Volver a casa resulta siempre una aventura inquietante y misteriosa. Mezcladas las sensaciones de malhumor por tener que coger ese autobús del demonio, la alegría de querer pasear por esas calles "del pueblo" y el desasosiego de no saber muy bien qué te espera allí, bajo del autobús y me pongo en camino. Qué pocas ganas de nada. Ahora toca el trance de los saludos... dos besos, "qué tal, qué tal" y a ser posible a los dos minutos cada uno vuelve a su actividad. Odio ese trance, esas caras y esa impotencia; pero una vez pasados, empiezo a desenvolverme como hacía apenas dos horas: sí, estoy en casa.
Pasado este punto sonrío, saco fuerzas de un pozo sin fondo que aún desconozco, pero al que le debo la vida...y me ilusiono. Hoy te veo. Hoy os veo. Un par de llamadas y tres vueltas "zureando" para hacer hora, conducir (al menos hoy me siento más preparada para examinarme...) y a la ducha.
########################################
INSTRUCCIÓN 1:
Localiza y copia cada fila que contenga la palabra "oven".
########################################
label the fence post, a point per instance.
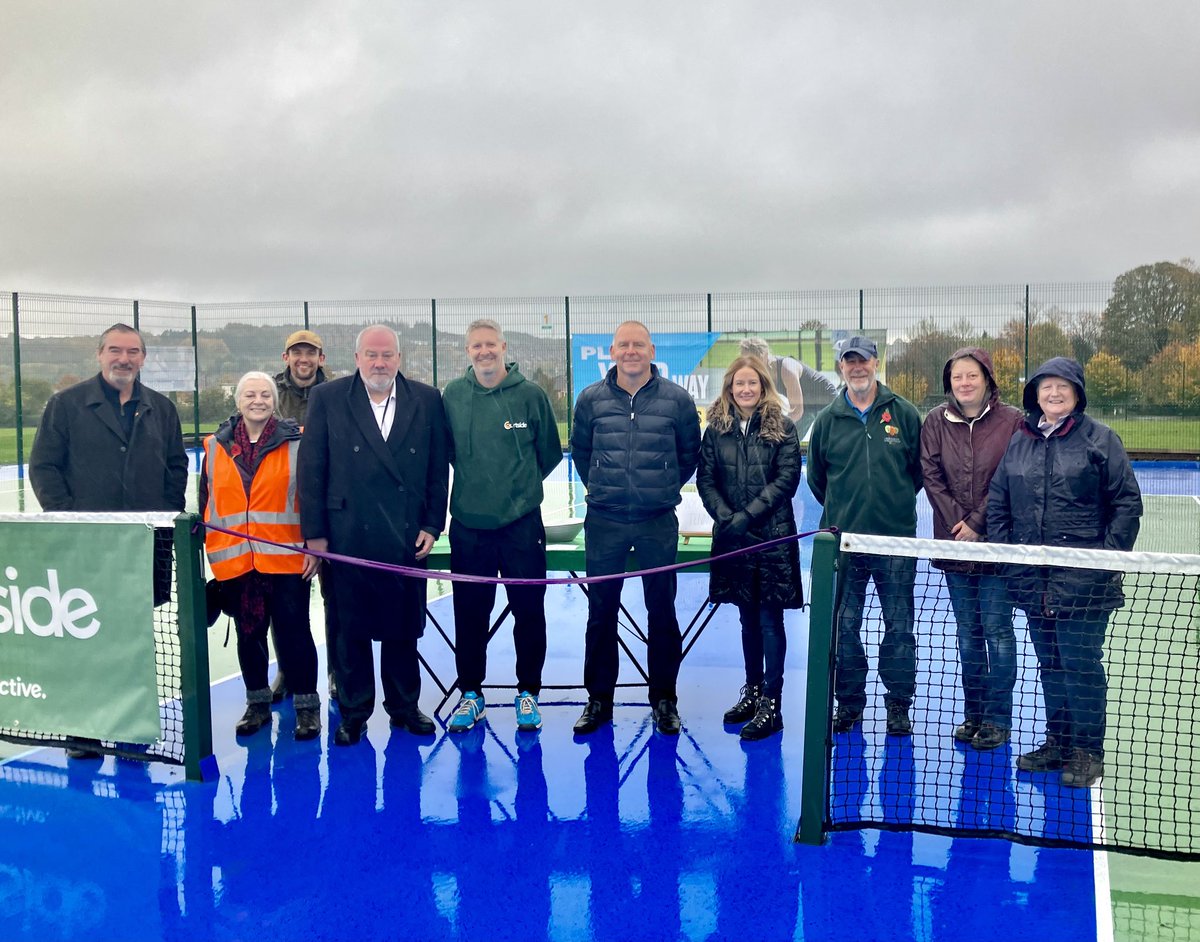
(819, 699)
(433, 337)
(199, 763)
(1026, 371)
(196, 382)
(570, 379)
(16, 401)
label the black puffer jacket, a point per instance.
(749, 481)
(635, 453)
(1074, 489)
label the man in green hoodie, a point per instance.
(504, 442)
(864, 469)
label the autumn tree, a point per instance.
(1150, 307)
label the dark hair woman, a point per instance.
(749, 472)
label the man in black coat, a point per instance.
(109, 444)
(373, 484)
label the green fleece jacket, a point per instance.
(504, 442)
(867, 475)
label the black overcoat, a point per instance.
(748, 473)
(371, 498)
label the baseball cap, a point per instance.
(303, 336)
(862, 346)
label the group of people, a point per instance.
(359, 466)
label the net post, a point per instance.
(199, 763)
(819, 695)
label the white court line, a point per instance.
(1102, 885)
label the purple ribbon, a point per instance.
(423, 573)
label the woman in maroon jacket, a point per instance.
(961, 443)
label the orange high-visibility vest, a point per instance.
(271, 513)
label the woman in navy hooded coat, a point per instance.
(1066, 480)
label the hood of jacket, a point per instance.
(1068, 370)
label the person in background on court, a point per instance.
(504, 442)
(111, 443)
(749, 473)
(635, 443)
(1066, 480)
(961, 443)
(804, 390)
(864, 469)
(249, 485)
(304, 354)
(373, 481)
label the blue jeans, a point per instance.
(606, 547)
(987, 646)
(894, 580)
(763, 642)
(1071, 658)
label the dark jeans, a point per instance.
(515, 551)
(287, 611)
(987, 646)
(607, 545)
(1071, 652)
(894, 580)
(399, 670)
(763, 642)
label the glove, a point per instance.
(738, 523)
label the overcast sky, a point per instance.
(280, 150)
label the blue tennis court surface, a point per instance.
(498, 835)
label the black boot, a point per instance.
(767, 720)
(747, 703)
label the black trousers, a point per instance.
(287, 612)
(515, 551)
(607, 545)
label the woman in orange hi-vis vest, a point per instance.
(247, 484)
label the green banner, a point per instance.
(77, 649)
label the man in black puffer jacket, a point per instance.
(635, 443)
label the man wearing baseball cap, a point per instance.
(305, 357)
(864, 469)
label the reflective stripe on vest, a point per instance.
(276, 517)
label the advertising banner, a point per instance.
(77, 653)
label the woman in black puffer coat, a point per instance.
(749, 472)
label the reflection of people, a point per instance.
(249, 484)
(1066, 480)
(373, 480)
(504, 442)
(749, 472)
(961, 443)
(111, 443)
(864, 469)
(635, 443)
(805, 390)
(304, 357)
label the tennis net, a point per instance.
(1141, 784)
(102, 645)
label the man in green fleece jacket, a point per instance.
(864, 469)
(504, 442)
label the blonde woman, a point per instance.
(749, 473)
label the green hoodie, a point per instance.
(867, 474)
(504, 442)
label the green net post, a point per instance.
(193, 647)
(815, 775)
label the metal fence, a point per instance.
(49, 341)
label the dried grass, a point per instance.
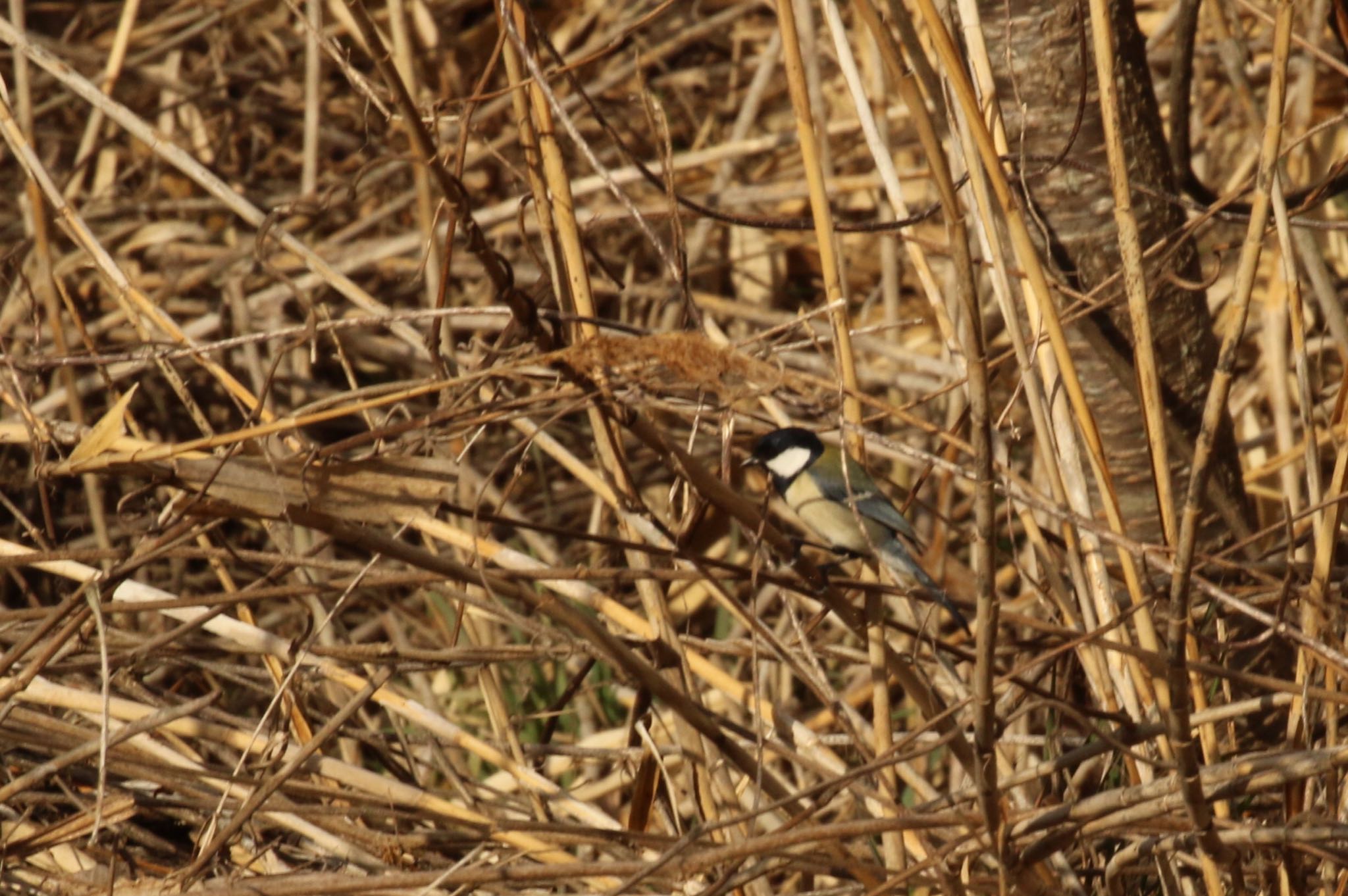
(344, 557)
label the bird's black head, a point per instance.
(787, 453)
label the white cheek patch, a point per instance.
(791, 462)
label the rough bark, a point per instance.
(1040, 57)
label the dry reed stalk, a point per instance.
(608, 666)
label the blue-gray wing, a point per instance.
(869, 501)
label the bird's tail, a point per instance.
(896, 557)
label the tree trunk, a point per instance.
(1040, 53)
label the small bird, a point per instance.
(809, 478)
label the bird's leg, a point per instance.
(844, 554)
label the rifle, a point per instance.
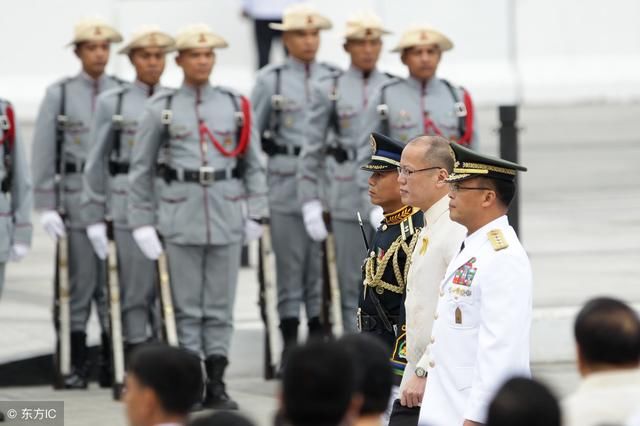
(331, 300)
(115, 320)
(170, 332)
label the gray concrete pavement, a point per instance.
(580, 225)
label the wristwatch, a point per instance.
(421, 372)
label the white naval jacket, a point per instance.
(438, 243)
(608, 397)
(481, 327)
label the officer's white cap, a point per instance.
(148, 36)
(302, 17)
(423, 36)
(94, 29)
(364, 25)
(198, 36)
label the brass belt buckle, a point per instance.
(206, 175)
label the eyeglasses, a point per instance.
(404, 171)
(455, 187)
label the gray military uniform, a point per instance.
(298, 257)
(202, 225)
(415, 108)
(106, 190)
(406, 108)
(334, 126)
(15, 203)
(87, 273)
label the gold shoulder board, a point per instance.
(497, 239)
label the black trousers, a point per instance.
(264, 37)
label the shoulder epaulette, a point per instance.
(118, 80)
(330, 67)
(62, 81)
(268, 69)
(228, 91)
(390, 82)
(497, 239)
(334, 74)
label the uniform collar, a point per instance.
(83, 76)
(298, 65)
(193, 91)
(144, 87)
(418, 84)
(436, 211)
(399, 215)
(359, 73)
(475, 240)
(610, 379)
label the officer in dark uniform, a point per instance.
(381, 306)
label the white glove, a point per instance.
(313, 221)
(97, 234)
(147, 239)
(376, 216)
(252, 230)
(53, 224)
(18, 251)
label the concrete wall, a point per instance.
(533, 51)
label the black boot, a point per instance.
(79, 367)
(105, 372)
(216, 395)
(129, 350)
(316, 329)
(289, 330)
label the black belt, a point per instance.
(271, 148)
(73, 168)
(204, 175)
(118, 168)
(374, 322)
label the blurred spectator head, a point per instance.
(221, 418)
(374, 377)
(162, 385)
(523, 402)
(318, 385)
(607, 333)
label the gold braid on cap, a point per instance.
(470, 167)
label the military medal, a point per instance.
(288, 122)
(464, 275)
(423, 247)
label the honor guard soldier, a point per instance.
(282, 96)
(106, 186)
(482, 322)
(15, 192)
(422, 104)
(332, 139)
(60, 146)
(203, 142)
(386, 266)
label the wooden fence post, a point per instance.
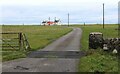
(20, 40)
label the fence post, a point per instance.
(20, 40)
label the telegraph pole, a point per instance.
(68, 19)
(103, 17)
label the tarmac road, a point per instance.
(69, 42)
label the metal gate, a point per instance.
(14, 41)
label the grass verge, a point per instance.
(38, 37)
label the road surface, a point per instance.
(69, 42)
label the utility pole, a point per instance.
(103, 17)
(68, 19)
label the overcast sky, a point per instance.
(35, 11)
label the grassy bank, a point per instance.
(38, 37)
(98, 60)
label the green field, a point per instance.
(98, 60)
(38, 37)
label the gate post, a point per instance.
(20, 40)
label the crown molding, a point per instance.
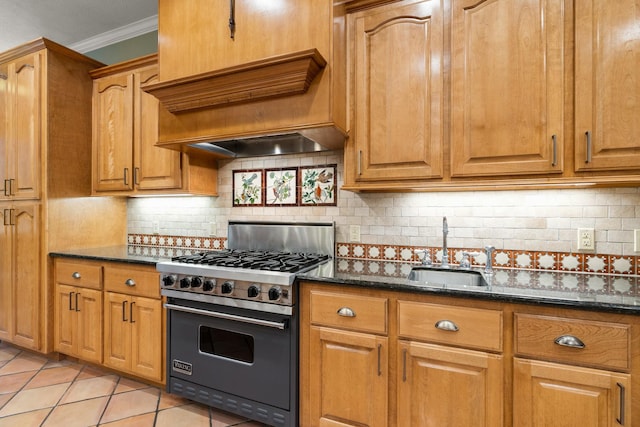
(126, 32)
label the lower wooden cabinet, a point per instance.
(349, 364)
(132, 339)
(551, 394)
(446, 386)
(78, 322)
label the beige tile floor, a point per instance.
(36, 391)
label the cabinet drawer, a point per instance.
(79, 273)
(348, 311)
(605, 344)
(467, 327)
(132, 280)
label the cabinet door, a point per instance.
(548, 394)
(6, 278)
(4, 117)
(607, 85)
(155, 168)
(113, 133)
(398, 84)
(24, 127)
(89, 317)
(442, 386)
(27, 276)
(66, 320)
(146, 338)
(348, 376)
(117, 331)
(507, 75)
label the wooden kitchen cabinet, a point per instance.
(125, 131)
(348, 360)
(21, 275)
(547, 394)
(607, 91)
(45, 153)
(446, 385)
(78, 309)
(589, 384)
(133, 321)
(396, 72)
(20, 81)
(507, 87)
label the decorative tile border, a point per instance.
(388, 254)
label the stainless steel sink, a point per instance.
(446, 277)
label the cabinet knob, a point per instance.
(346, 312)
(569, 341)
(447, 325)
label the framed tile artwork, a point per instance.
(281, 187)
(247, 187)
(318, 185)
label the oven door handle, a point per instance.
(226, 316)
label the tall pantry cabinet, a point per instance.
(45, 168)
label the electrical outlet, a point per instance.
(354, 233)
(586, 239)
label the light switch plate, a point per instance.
(354, 233)
(586, 239)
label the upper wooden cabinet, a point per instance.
(607, 87)
(507, 87)
(397, 93)
(535, 94)
(125, 131)
(20, 140)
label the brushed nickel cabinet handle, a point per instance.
(621, 391)
(446, 325)
(588, 135)
(346, 312)
(569, 341)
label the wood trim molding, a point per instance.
(277, 76)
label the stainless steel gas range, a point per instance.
(232, 324)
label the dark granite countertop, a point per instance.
(599, 292)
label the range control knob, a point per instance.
(227, 287)
(196, 282)
(185, 282)
(168, 280)
(208, 285)
(253, 291)
(274, 293)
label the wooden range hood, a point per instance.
(240, 97)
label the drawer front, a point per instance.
(79, 273)
(606, 344)
(132, 280)
(466, 327)
(348, 311)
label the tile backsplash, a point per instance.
(523, 224)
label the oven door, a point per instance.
(242, 352)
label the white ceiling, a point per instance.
(83, 25)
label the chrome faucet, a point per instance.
(445, 255)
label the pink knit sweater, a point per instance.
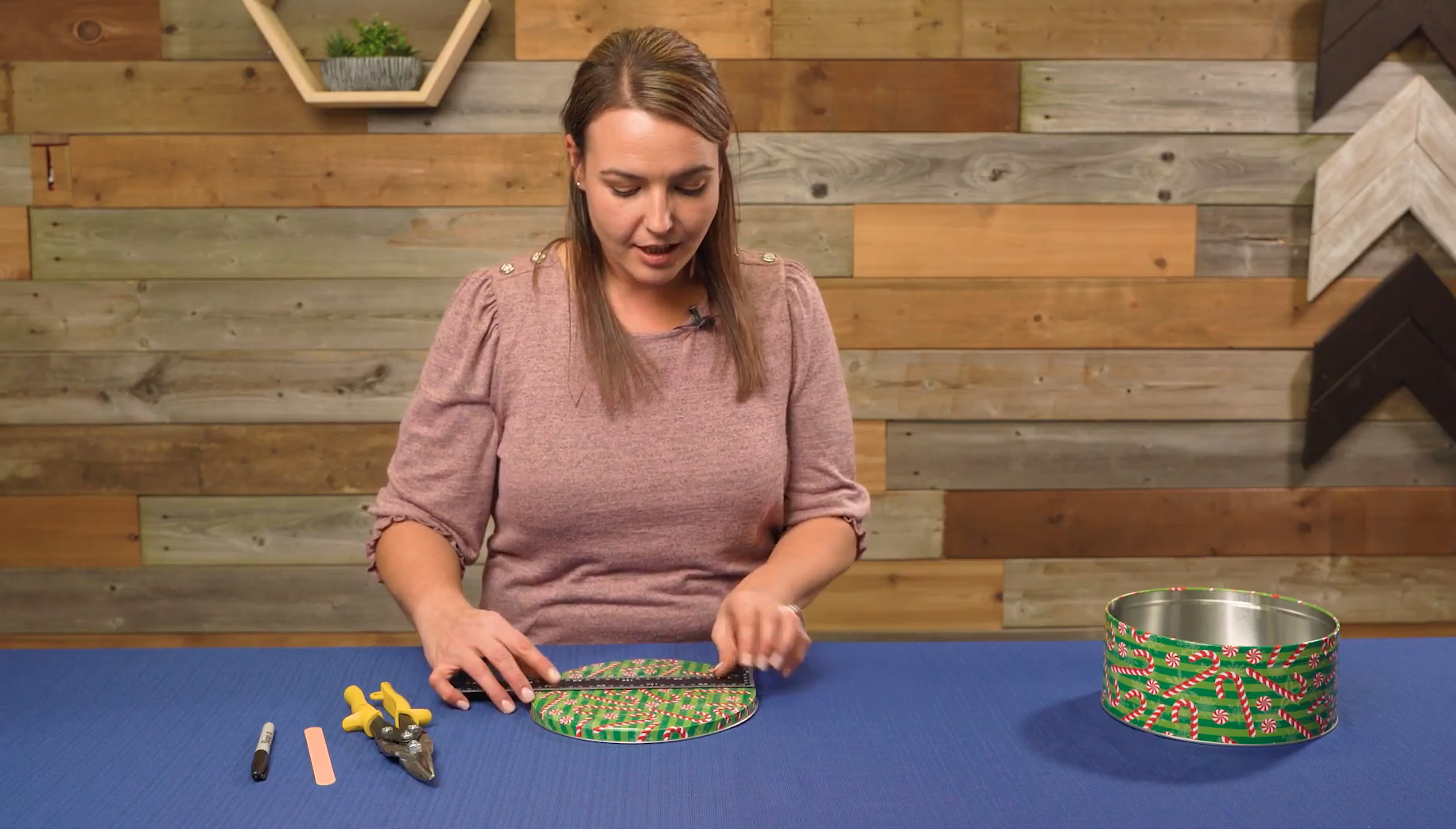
(627, 531)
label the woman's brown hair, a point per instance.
(663, 73)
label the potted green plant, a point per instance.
(380, 60)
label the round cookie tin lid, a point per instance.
(643, 714)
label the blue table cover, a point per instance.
(867, 734)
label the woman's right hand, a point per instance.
(464, 639)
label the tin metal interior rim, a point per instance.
(1223, 617)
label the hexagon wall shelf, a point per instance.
(312, 89)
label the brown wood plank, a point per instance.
(1135, 385)
(316, 171)
(867, 29)
(168, 96)
(6, 98)
(872, 96)
(870, 453)
(921, 596)
(15, 171)
(233, 459)
(1005, 168)
(1146, 29)
(569, 29)
(1237, 241)
(77, 531)
(207, 387)
(52, 173)
(222, 29)
(1025, 239)
(1084, 313)
(15, 243)
(1356, 589)
(283, 640)
(242, 315)
(1135, 523)
(1133, 455)
(363, 242)
(203, 599)
(82, 29)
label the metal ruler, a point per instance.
(740, 676)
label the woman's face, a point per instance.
(651, 189)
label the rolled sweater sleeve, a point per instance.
(443, 469)
(820, 424)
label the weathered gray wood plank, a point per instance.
(963, 385)
(203, 599)
(1155, 455)
(363, 242)
(212, 29)
(904, 525)
(175, 315)
(331, 529)
(1354, 589)
(257, 529)
(848, 168)
(254, 531)
(15, 171)
(207, 387)
(1147, 385)
(1203, 96)
(215, 459)
(490, 96)
(1275, 242)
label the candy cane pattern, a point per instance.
(1275, 687)
(1147, 671)
(1142, 703)
(1293, 722)
(1244, 697)
(1197, 678)
(1295, 656)
(1193, 716)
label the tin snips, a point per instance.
(404, 739)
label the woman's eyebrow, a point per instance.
(681, 173)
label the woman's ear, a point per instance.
(574, 159)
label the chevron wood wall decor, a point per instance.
(1403, 161)
(1356, 35)
(1401, 334)
(431, 91)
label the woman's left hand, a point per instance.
(756, 629)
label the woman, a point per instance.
(655, 418)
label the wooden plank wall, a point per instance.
(1063, 247)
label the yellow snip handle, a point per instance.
(363, 711)
(396, 706)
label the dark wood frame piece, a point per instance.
(1356, 35)
(1401, 334)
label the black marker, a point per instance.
(261, 752)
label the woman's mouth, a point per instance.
(657, 254)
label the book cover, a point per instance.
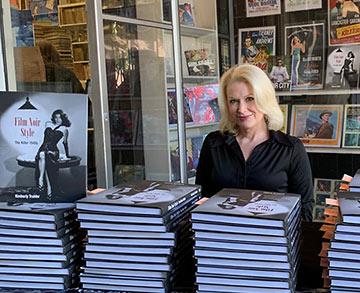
(123, 126)
(342, 71)
(144, 196)
(48, 212)
(34, 130)
(317, 125)
(256, 45)
(203, 103)
(343, 22)
(261, 8)
(200, 62)
(351, 131)
(186, 14)
(248, 207)
(305, 44)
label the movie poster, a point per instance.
(43, 147)
(261, 7)
(342, 70)
(279, 72)
(344, 22)
(299, 5)
(305, 45)
(256, 45)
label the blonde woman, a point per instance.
(249, 151)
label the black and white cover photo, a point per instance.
(43, 147)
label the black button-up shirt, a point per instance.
(279, 164)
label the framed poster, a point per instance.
(284, 110)
(279, 72)
(298, 5)
(261, 8)
(256, 45)
(305, 44)
(344, 22)
(43, 147)
(317, 125)
(342, 70)
(351, 132)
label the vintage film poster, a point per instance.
(323, 189)
(261, 8)
(317, 125)
(279, 72)
(351, 132)
(299, 5)
(284, 109)
(342, 70)
(43, 147)
(344, 22)
(256, 45)
(305, 44)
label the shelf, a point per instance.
(333, 150)
(319, 92)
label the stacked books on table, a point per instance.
(247, 241)
(40, 246)
(139, 237)
(344, 250)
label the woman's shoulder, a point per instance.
(285, 138)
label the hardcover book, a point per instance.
(200, 62)
(139, 197)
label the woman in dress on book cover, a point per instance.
(53, 149)
(249, 151)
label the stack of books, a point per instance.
(247, 240)
(139, 237)
(40, 246)
(344, 250)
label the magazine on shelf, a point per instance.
(145, 197)
(302, 5)
(203, 103)
(261, 8)
(34, 123)
(200, 62)
(342, 23)
(279, 72)
(256, 45)
(351, 131)
(123, 127)
(305, 44)
(317, 125)
(248, 207)
(342, 70)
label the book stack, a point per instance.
(40, 246)
(139, 237)
(246, 241)
(344, 250)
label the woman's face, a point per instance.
(242, 107)
(58, 119)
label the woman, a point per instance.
(296, 48)
(53, 149)
(249, 151)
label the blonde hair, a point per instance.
(264, 94)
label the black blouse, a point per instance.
(279, 164)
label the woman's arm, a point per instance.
(300, 180)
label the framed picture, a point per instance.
(305, 44)
(261, 8)
(317, 125)
(343, 22)
(256, 45)
(284, 110)
(351, 132)
(299, 5)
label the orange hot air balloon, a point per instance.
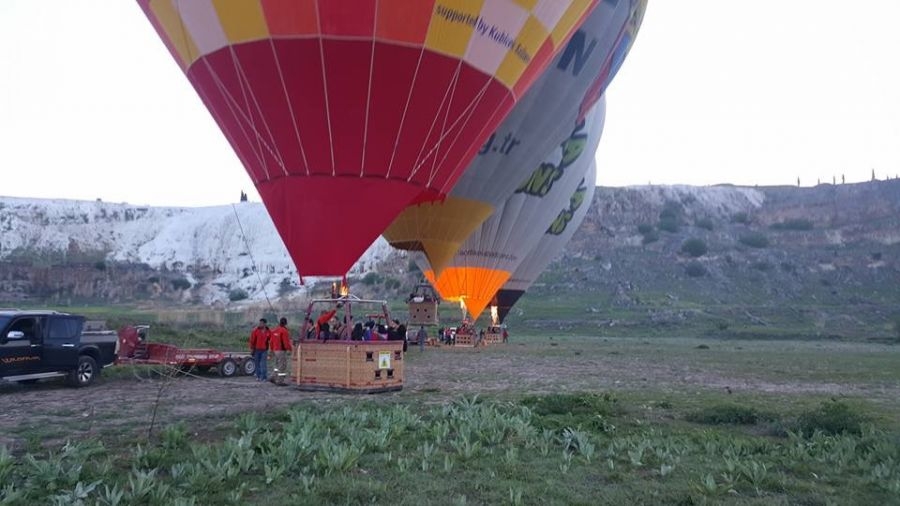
########################################
INSTRUCCIÓN 2:
Enumera las sensaciones que, según el texto sobre la vuelta a casa, se mezclan al bajar del autobús.

RESPUESTA COMPLETA 1:
label the oven door handle, a point per instance.
label the oven door, a point per instance.

RESPUESTA COMPLETA 2:
- Malhumor
- Alegría
- Desasosiego